#### DATA EXTRACT
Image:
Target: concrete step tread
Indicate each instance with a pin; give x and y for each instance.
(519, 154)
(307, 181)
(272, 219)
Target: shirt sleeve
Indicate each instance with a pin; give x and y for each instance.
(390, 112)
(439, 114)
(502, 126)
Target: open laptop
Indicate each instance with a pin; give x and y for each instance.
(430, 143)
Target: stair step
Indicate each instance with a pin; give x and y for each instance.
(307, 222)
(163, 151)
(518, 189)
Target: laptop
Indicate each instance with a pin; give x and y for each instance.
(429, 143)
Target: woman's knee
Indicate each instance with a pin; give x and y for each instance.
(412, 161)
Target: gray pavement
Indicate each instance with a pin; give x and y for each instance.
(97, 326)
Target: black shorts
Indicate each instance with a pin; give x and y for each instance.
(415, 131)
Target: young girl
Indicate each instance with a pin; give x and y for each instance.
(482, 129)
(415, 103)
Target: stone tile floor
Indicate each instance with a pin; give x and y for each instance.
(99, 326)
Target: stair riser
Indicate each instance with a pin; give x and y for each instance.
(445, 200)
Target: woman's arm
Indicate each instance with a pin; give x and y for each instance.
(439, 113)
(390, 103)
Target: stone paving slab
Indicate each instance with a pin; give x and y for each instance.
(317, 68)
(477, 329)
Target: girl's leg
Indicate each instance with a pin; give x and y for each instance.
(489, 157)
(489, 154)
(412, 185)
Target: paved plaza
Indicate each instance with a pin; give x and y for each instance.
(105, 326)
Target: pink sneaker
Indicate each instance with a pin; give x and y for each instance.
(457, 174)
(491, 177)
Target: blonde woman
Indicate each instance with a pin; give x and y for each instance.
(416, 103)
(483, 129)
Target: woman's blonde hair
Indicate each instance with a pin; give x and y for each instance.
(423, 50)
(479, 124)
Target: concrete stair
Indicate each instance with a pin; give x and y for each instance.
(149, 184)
########
**INSTRUCTIONS TO FOLLOW**
When a line in the data contains "stair", return it as written.

**SOLUTION**
Target: stair step
Target: stair riser
Target: concrete stair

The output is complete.